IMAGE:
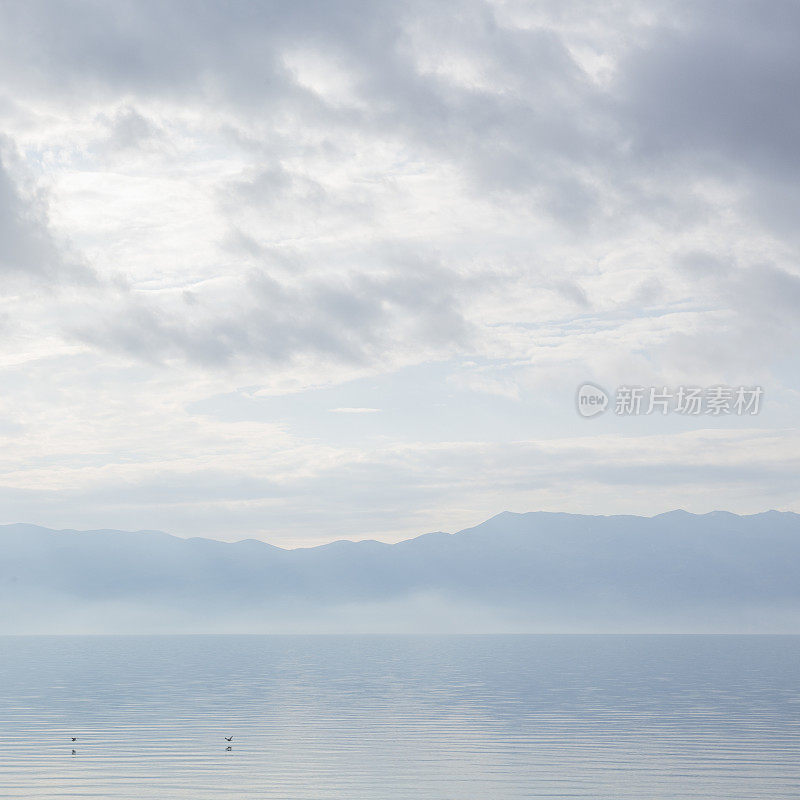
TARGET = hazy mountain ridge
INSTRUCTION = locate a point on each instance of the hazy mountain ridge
(531, 571)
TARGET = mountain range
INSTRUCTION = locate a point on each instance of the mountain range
(533, 572)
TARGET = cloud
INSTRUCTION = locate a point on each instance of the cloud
(272, 197)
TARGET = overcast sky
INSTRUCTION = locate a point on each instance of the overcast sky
(313, 270)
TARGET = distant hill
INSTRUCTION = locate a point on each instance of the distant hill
(516, 572)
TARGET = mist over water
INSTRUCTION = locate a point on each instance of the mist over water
(378, 717)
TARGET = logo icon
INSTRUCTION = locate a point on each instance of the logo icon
(591, 400)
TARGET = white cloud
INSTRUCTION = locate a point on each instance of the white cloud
(453, 213)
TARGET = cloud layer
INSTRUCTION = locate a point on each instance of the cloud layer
(453, 213)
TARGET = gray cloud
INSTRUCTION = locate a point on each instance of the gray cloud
(350, 318)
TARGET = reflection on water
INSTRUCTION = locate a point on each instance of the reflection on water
(484, 717)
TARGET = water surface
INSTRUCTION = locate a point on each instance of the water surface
(375, 718)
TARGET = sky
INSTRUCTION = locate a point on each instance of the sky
(307, 271)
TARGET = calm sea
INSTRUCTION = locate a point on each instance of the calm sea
(450, 718)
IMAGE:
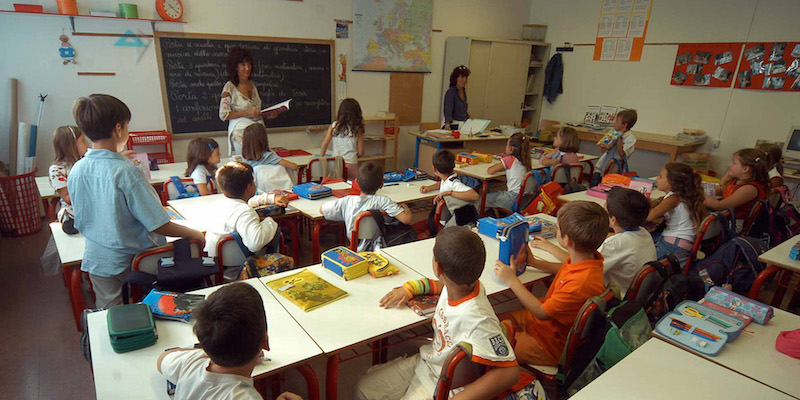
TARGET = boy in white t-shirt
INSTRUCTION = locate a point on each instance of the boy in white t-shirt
(456, 195)
(463, 314)
(231, 326)
(629, 247)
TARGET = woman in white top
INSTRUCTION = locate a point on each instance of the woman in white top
(682, 208)
(347, 135)
(240, 103)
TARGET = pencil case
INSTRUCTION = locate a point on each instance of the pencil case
(687, 338)
(760, 312)
(727, 324)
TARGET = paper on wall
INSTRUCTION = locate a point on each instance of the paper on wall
(621, 25)
(624, 6)
(609, 49)
(609, 7)
(606, 26)
(624, 46)
(638, 22)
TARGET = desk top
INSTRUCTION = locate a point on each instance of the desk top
(582, 195)
(779, 255)
(644, 136)
(356, 318)
(134, 375)
(417, 256)
(754, 355)
(463, 138)
(659, 371)
(401, 192)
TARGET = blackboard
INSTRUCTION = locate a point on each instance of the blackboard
(192, 71)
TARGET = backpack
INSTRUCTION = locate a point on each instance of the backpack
(391, 232)
(547, 201)
(626, 328)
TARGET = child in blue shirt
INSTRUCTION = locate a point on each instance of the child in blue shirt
(116, 209)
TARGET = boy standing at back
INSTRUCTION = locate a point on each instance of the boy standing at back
(231, 326)
(370, 179)
(463, 314)
(621, 148)
(457, 196)
(629, 248)
(116, 208)
(542, 326)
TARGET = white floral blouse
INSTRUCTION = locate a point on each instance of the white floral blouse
(237, 101)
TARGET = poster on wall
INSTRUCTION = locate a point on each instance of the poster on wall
(392, 35)
(705, 64)
(621, 30)
(770, 66)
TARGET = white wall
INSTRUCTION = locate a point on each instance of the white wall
(736, 117)
(30, 54)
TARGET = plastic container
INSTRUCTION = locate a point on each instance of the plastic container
(534, 32)
(19, 205)
(127, 10)
(67, 7)
(28, 8)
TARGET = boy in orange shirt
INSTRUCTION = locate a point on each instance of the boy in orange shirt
(543, 325)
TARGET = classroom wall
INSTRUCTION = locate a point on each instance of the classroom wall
(30, 45)
(736, 117)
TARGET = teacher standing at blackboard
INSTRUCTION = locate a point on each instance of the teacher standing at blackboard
(455, 99)
(240, 103)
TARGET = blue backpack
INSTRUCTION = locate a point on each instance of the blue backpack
(735, 263)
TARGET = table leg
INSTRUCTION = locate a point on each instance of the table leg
(416, 153)
(311, 381)
(484, 191)
(315, 256)
(331, 378)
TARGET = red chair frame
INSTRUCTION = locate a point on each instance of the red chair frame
(318, 160)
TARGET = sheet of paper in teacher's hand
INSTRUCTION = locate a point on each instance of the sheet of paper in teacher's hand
(279, 108)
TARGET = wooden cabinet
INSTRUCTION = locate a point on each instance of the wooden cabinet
(505, 84)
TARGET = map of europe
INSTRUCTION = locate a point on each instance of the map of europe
(393, 35)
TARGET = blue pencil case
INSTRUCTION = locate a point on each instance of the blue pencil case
(688, 338)
(725, 323)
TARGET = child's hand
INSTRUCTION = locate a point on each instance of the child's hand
(282, 200)
(396, 298)
(541, 243)
(504, 272)
(288, 396)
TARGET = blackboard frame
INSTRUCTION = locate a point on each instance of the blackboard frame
(266, 39)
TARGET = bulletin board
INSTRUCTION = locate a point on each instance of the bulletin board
(771, 66)
(621, 30)
(706, 64)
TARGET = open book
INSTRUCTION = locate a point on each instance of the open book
(280, 107)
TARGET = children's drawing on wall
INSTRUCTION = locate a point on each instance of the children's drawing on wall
(66, 51)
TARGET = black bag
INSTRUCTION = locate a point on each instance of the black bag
(185, 275)
(391, 232)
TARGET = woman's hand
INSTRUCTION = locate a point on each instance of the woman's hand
(396, 298)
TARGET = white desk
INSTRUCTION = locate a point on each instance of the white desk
(755, 357)
(134, 375)
(658, 371)
(354, 319)
(418, 255)
(583, 196)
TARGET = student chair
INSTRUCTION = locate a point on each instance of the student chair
(709, 237)
(333, 167)
(758, 214)
(526, 194)
(147, 261)
(364, 227)
(589, 325)
(170, 192)
(650, 279)
(559, 173)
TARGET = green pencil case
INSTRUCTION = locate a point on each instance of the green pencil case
(131, 327)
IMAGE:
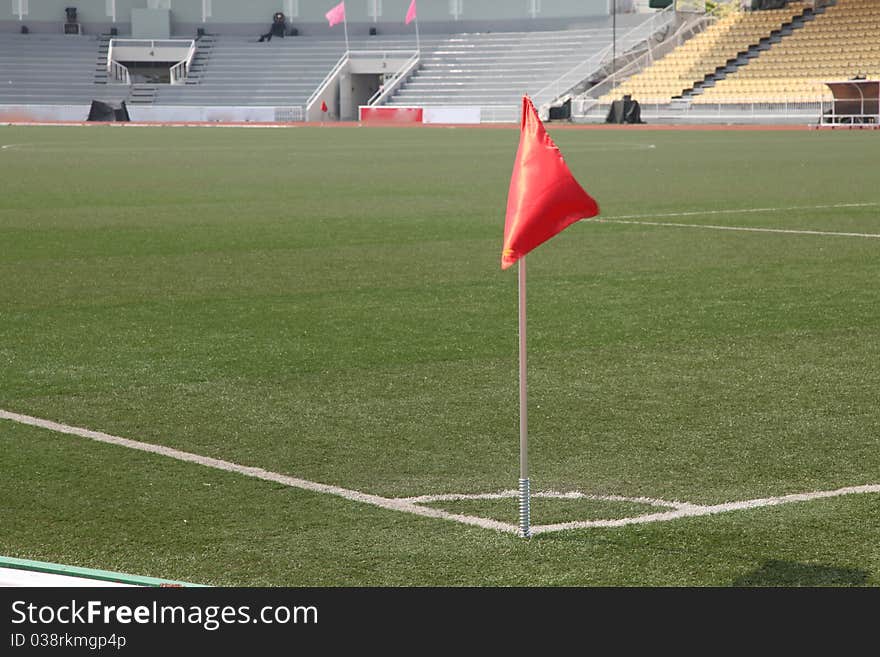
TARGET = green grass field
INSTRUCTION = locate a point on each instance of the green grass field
(328, 304)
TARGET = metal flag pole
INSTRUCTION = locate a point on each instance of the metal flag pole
(524, 493)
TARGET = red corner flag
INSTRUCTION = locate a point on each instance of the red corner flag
(544, 197)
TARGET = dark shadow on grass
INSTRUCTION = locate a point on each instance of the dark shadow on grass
(790, 573)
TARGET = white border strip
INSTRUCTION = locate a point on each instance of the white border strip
(413, 504)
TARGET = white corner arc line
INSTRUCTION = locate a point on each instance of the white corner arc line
(744, 229)
(695, 510)
(412, 504)
(259, 473)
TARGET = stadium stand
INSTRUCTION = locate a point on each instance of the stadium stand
(736, 35)
(493, 71)
(839, 44)
(51, 69)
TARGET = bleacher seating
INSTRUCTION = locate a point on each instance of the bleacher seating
(838, 45)
(722, 41)
(494, 70)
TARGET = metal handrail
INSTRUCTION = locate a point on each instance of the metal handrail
(327, 80)
(180, 70)
(118, 73)
(390, 86)
(580, 71)
(151, 43)
(640, 63)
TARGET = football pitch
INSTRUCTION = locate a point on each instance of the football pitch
(307, 335)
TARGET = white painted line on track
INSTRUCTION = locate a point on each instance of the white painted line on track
(414, 506)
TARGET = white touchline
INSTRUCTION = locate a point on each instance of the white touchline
(701, 213)
(259, 473)
(414, 504)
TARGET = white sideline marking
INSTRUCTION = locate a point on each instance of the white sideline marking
(702, 213)
(259, 473)
(738, 228)
(413, 504)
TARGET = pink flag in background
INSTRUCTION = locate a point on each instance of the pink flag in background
(336, 15)
(411, 12)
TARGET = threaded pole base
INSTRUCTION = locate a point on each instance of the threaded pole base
(525, 526)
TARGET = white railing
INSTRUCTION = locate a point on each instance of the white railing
(684, 32)
(328, 79)
(391, 85)
(574, 76)
(152, 44)
(180, 70)
(117, 73)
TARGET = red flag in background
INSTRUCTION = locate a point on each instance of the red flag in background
(411, 12)
(544, 197)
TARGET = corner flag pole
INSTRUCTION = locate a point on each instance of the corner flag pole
(524, 503)
(418, 43)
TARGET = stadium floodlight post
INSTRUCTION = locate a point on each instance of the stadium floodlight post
(525, 529)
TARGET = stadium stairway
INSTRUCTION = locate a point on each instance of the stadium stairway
(53, 69)
(494, 70)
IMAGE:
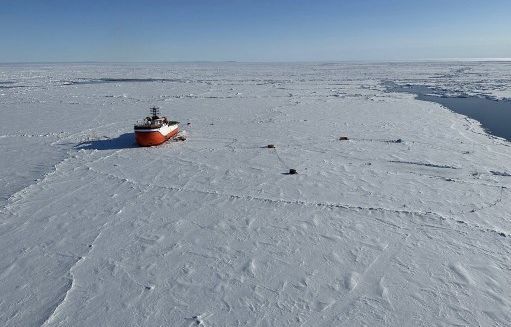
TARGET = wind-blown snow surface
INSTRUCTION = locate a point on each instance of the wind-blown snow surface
(407, 223)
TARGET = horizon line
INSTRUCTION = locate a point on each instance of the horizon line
(483, 59)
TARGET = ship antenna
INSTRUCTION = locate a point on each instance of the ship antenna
(155, 111)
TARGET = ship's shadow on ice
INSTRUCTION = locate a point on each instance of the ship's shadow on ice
(123, 141)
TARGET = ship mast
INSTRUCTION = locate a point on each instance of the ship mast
(155, 111)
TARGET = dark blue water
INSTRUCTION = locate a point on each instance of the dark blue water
(494, 116)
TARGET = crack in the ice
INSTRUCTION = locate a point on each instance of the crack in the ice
(308, 204)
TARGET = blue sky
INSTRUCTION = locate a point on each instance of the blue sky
(251, 30)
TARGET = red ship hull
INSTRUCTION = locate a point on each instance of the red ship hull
(153, 137)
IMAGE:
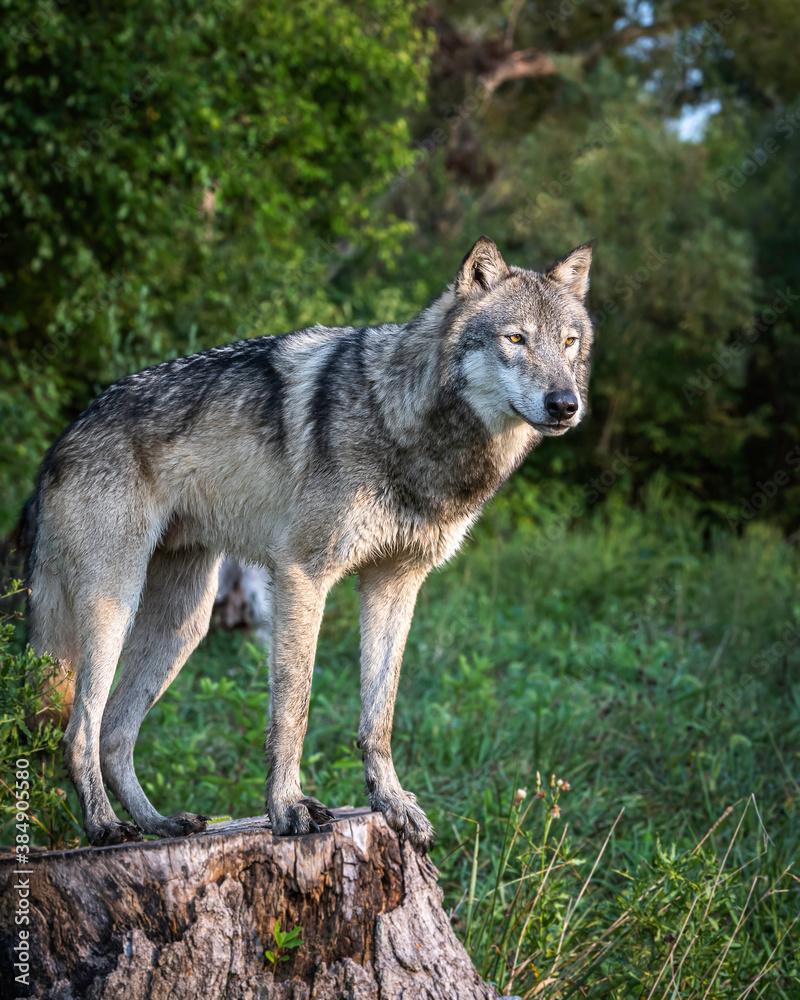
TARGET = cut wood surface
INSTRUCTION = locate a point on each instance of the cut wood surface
(191, 917)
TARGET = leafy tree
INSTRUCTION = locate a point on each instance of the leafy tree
(175, 176)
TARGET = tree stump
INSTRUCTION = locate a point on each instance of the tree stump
(190, 919)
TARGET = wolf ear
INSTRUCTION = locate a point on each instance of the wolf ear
(482, 268)
(572, 272)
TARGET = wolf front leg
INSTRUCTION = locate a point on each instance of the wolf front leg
(388, 594)
(298, 603)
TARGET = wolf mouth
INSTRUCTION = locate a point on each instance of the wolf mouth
(553, 428)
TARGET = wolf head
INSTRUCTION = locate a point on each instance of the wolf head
(522, 340)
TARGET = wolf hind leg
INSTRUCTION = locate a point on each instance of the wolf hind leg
(298, 603)
(107, 607)
(388, 594)
(174, 616)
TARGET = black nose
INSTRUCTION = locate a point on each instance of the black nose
(561, 404)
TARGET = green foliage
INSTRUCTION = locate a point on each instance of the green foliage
(284, 941)
(637, 653)
(176, 176)
(30, 703)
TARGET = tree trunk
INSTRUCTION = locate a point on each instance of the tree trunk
(190, 919)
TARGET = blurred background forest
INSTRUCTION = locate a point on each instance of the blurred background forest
(174, 176)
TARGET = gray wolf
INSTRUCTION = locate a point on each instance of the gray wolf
(319, 453)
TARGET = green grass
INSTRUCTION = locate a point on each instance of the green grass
(637, 655)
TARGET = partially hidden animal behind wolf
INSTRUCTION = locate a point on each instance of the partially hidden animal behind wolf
(319, 453)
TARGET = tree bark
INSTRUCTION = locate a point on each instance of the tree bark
(190, 918)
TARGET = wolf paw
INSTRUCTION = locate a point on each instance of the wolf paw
(305, 816)
(179, 825)
(114, 833)
(405, 817)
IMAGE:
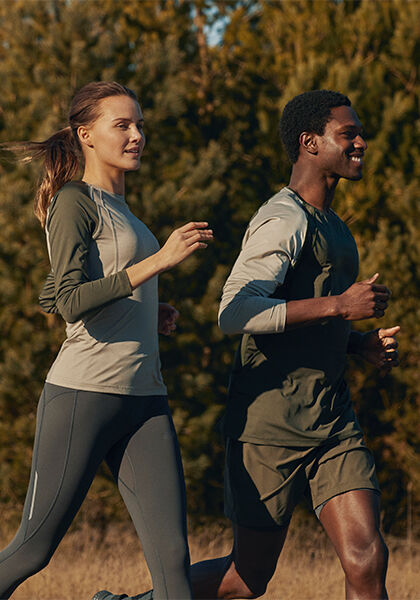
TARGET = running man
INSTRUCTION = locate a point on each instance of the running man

### Written exercise
Leave out every picture and write out exactly the lines running from the line containing "TARGET = green foliage" to the end of the listing above.

### Answer to the problem
TARGET = green foliage
INSTRUCTION = locate a point on each instance of the green foliage
(284, 941)
(637, 653)
(176, 176)
(30, 703)
TARGET = tree trunk
INSTRUCTION = locate a point on each instance of the tree trunk
(190, 919)
TARGET = blurred background forest
INSTRUCTION = locate a point on each instance of the blurred background forest
(174, 176)
TARGET = gray wolf
INSTRUCTION = locate a point on each instance of the gray wolf
(319, 453)
TARGET = green grass
INSTRUCTION = locate a point on each instance of the green grass
(637, 655)
TARGET = partially hidden animal behind wolf
INSTRUCTION = locate a point on each instance of the partially hidden animal behind wolf
(319, 453)
TARGET = tree bark
INSTRUCTION = locate a point on each instance of the tree bark
(190, 918)
TARGET = wolf paw
INSTRUCTION = locate a point on each instance of the wolf paw
(305, 816)
(179, 825)
(114, 833)
(405, 817)
IMAGE:
TARGET = running man
INSTRUCTION = locate a point on each instance of the running man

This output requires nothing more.